=== Begin Enclosure ===

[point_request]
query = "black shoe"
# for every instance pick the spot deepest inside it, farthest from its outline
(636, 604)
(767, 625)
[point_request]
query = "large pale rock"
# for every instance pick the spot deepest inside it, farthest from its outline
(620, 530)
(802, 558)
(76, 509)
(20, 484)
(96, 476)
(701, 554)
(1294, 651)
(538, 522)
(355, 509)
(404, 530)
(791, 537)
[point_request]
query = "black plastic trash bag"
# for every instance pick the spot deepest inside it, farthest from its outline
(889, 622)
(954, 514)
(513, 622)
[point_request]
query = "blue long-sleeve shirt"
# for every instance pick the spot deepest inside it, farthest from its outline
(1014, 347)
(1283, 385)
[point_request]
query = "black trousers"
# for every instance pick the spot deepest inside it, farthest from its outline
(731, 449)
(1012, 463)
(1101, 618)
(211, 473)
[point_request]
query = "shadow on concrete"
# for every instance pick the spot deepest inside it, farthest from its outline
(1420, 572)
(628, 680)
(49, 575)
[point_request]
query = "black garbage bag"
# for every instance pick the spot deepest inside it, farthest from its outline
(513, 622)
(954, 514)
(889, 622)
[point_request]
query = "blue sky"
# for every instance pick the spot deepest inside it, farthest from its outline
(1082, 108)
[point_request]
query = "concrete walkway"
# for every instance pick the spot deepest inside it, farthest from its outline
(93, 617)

=== End Enclosure ===

Each entry above has to be transcribed exactly as it appears.

_EXERCISE SOLUTION:_
[point_request]
query = "black shoe"
# for every instance pick the spot deepest inside it, farthest from its outline
(636, 604)
(767, 625)
[point_request]
query = "large pale rock"
# for every instance pick the spot deepest inside it, farthest from its outline
(620, 530)
(802, 558)
(76, 509)
(20, 484)
(96, 476)
(701, 554)
(1294, 651)
(538, 522)
(355, 509)
(404, 530)
(791, 537)
[point_request]
query = "black plastic trash bag"
# for every instance pick the spot deepest inside it, farthest from its outline
(889, 622)
(954, 514)
(513, 622)
[point_request]
query = "blue long-sleeve shirt"
# for every instance pick the spot deepest inside it, farthest from its outline
(1014, 347)
(1283, 385)
[point_request]
query = "black trousers"
# for every instance pick the spot deepest inside it, farthest from its outline
(731, 449)
(1012, 463)
(1101, 618)
(211, 473)
[point_request]
query = "shadow on concrete"
# for every instance pick the spot deepest inside it, farthest from its outline
(1420, 572)
(628, 680)
(49, 575)
[point_request]
query = "black garbage bag"
# for every instance pick the spot deepest inside it, farthest from its outline
(513, 622)
(954, 514)
(889, 622)
[point_request]
query = "blue sky"
# for every instance pick the spot deepest inside it, farthest from its outline
(1082, 108)
[point_request]
query = "concrete walkway"
# for every instance pick the spot deepest inside it, farthest from its outline
(93, 617)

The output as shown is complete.